Transcribe the tail of the listing: start at the line containing "shoulder in the photo above." and stop after the last line, keeping every character as is and adding nothing.

---------- Entries provided

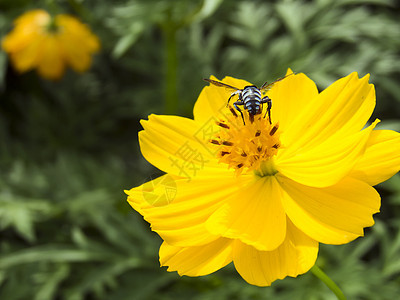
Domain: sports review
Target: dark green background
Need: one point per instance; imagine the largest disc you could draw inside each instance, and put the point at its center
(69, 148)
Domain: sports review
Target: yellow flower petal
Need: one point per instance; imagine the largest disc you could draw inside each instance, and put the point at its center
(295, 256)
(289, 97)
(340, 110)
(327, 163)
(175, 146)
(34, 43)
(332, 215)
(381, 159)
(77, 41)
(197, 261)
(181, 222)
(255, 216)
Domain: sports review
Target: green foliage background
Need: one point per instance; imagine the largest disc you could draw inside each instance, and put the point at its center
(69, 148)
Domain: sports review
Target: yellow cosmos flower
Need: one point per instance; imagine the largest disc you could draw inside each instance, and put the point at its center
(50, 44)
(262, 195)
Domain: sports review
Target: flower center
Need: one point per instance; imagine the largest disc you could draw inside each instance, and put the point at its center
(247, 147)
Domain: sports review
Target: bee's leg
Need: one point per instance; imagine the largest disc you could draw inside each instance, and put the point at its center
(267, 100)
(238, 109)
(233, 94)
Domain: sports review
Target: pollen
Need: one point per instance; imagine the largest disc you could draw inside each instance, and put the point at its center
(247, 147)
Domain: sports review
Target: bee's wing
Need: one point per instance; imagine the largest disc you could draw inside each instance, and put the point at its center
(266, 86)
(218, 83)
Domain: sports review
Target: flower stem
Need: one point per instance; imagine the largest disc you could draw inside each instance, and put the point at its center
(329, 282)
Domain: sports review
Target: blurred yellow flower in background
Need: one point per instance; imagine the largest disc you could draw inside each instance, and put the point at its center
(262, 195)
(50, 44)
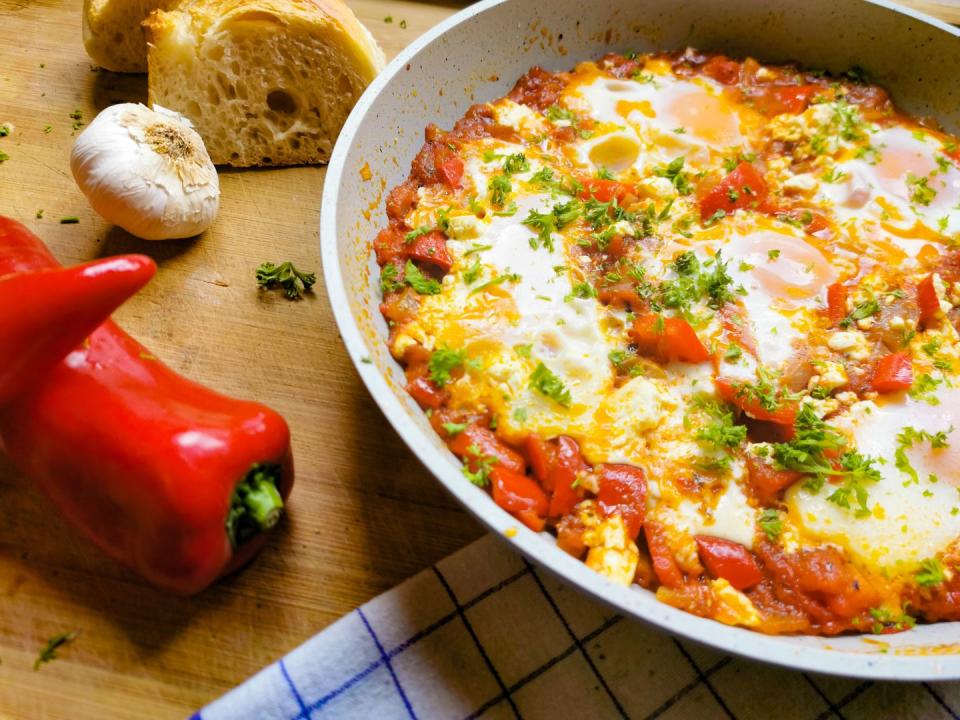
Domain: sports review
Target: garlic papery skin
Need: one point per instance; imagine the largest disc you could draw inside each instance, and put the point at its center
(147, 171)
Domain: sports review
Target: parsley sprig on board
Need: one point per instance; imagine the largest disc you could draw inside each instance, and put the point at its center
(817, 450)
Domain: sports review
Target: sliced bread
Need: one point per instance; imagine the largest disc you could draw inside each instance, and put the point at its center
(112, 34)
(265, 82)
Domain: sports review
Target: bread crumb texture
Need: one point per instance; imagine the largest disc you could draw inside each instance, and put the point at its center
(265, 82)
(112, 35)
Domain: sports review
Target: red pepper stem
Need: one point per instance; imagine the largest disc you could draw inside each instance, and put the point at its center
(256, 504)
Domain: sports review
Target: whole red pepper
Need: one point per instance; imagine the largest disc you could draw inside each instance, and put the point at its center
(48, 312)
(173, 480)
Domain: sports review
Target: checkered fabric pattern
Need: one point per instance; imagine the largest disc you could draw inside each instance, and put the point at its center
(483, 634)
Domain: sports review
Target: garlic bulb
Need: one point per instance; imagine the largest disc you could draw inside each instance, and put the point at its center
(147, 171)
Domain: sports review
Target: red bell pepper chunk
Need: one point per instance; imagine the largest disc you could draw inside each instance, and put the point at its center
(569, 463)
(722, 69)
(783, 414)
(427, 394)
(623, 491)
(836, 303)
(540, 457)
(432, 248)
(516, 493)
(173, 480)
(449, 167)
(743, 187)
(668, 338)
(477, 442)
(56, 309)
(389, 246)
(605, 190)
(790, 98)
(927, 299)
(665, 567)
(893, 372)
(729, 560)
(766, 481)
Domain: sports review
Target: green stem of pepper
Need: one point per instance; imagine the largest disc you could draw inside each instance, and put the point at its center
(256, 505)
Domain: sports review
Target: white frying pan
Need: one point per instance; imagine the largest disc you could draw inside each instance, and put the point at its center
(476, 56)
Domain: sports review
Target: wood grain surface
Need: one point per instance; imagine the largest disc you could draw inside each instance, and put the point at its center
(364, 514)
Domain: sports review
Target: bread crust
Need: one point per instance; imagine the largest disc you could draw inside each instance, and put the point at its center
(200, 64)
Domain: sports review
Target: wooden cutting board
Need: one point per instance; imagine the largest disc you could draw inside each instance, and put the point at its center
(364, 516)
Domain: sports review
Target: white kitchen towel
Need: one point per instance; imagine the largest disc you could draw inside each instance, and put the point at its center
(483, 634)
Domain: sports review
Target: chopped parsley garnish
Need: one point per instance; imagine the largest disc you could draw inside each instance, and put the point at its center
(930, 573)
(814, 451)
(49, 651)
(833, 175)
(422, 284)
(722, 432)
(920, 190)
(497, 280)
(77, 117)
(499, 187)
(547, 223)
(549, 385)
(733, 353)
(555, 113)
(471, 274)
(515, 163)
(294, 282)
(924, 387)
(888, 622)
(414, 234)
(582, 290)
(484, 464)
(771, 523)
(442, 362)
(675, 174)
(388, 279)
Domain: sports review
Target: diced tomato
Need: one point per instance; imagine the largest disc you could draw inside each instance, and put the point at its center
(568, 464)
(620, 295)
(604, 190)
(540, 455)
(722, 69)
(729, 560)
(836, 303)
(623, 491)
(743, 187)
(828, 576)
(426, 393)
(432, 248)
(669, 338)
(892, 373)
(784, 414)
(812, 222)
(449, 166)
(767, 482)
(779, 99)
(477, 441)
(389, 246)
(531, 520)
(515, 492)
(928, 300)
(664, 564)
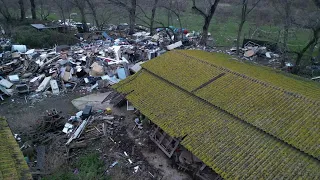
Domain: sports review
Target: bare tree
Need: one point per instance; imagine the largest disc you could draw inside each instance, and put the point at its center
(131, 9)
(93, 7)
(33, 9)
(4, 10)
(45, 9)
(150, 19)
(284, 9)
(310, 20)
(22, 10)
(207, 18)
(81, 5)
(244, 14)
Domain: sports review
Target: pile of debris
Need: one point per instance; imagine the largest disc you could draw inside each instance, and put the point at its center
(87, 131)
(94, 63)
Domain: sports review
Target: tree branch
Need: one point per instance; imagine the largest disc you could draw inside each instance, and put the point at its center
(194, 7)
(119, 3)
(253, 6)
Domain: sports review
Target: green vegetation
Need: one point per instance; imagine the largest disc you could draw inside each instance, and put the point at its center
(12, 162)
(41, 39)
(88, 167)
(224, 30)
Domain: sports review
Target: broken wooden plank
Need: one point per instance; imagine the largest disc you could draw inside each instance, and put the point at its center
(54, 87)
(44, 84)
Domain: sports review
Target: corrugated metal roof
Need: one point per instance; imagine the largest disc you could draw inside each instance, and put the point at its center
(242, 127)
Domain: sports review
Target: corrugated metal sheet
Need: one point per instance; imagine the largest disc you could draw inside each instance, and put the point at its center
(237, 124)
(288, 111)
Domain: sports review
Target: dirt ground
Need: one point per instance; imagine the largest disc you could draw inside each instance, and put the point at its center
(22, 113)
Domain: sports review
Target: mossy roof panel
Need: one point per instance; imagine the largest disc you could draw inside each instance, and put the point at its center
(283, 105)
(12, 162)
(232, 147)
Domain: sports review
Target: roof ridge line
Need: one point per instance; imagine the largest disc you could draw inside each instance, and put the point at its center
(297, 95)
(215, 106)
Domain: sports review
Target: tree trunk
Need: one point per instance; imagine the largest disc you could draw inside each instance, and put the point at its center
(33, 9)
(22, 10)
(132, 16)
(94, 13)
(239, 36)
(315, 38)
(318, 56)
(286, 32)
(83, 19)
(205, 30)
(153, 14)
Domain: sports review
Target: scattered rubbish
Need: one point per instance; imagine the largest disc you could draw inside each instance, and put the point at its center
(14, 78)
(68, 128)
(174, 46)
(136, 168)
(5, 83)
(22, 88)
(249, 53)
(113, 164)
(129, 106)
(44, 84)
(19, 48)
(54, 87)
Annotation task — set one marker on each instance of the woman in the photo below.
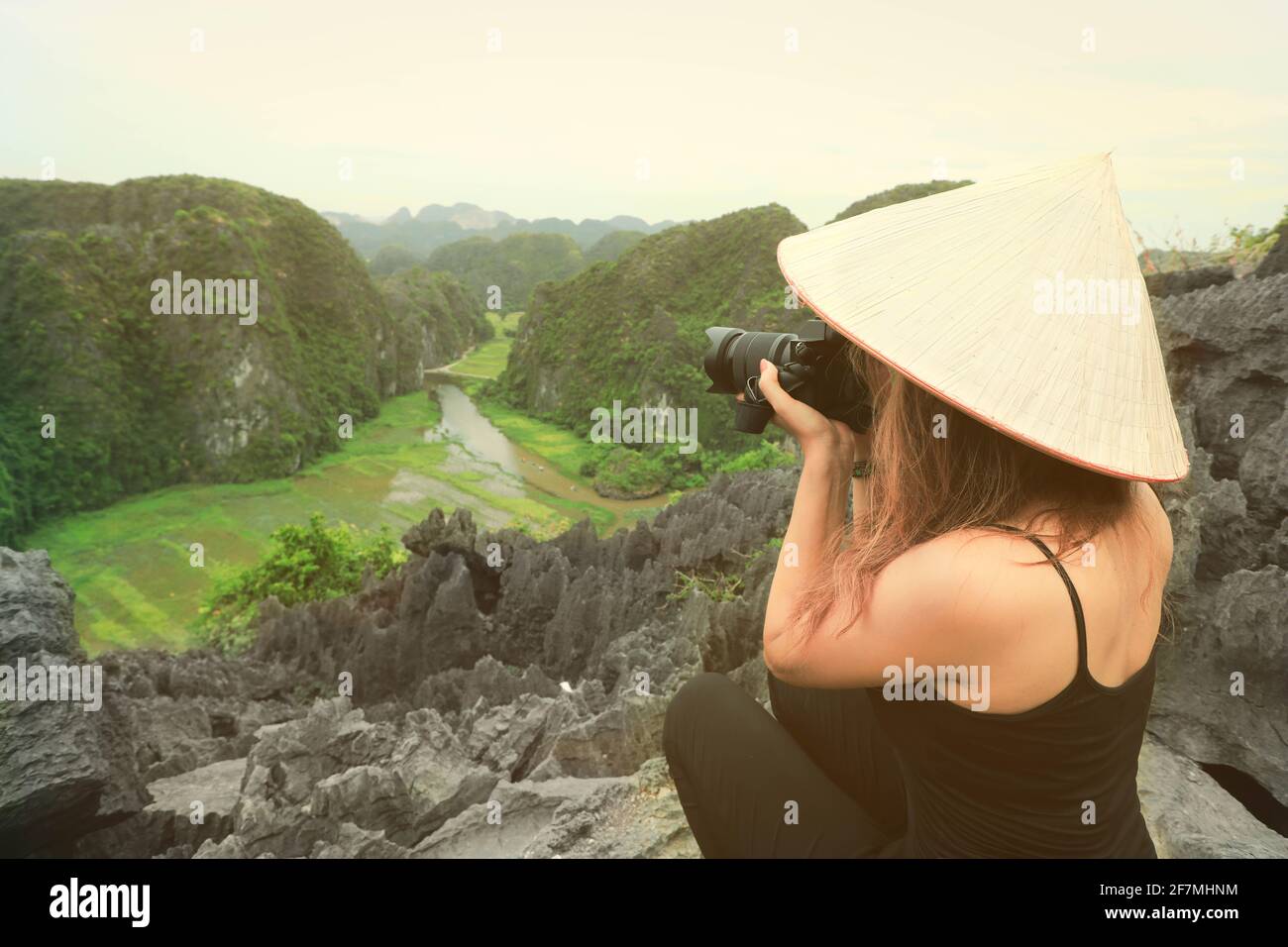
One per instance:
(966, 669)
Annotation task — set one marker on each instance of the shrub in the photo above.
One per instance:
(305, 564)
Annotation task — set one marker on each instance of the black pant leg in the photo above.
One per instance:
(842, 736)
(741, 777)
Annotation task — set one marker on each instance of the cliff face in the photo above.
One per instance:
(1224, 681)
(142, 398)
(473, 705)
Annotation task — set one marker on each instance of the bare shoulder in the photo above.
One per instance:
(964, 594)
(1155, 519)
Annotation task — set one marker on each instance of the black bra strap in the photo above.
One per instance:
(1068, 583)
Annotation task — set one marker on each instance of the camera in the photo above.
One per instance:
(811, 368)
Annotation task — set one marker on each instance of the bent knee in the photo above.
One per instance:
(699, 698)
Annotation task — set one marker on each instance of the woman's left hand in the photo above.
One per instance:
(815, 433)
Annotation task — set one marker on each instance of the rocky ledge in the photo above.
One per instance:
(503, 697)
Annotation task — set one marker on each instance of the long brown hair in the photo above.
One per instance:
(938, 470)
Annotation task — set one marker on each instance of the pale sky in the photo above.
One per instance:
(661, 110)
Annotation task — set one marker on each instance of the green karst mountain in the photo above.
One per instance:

--------------------

* _Response for this exercise_:
Annotation task — set one marker on each instance of the bare shoulder in the photo above.
One per instance:
(964, 594)
(1155, 519)
Annotation task — set one marker on each instance of the black bra strap in the photo above.
One per instance:
(1068, 583)
Annotation task — set one marker on each instance of the camera in the photo above.
One per instance:
(811, 368)
Annotation task — set one marker on each instance of the bent knee in the photo above.
One per instance:
(699, 698)
Annotation task — set one marker on each instance of the woman's left hand in the photo above.
One per instance:
(815, 433)
Annotation task — set one marker on each instance of the rocky ledge in the photo above.
One per instance:
(503, 697)
Annotation task — set one marker on each instance of the long brown hair in the photo above.
One per instance:
(938, 470)
Annotation task — set one marker on each instance of the pale sky in the photo above.
One per instance:
(661, 110)
Annotation task — set one marker on each instance of the green karst mountain in the photo above.
One per instance:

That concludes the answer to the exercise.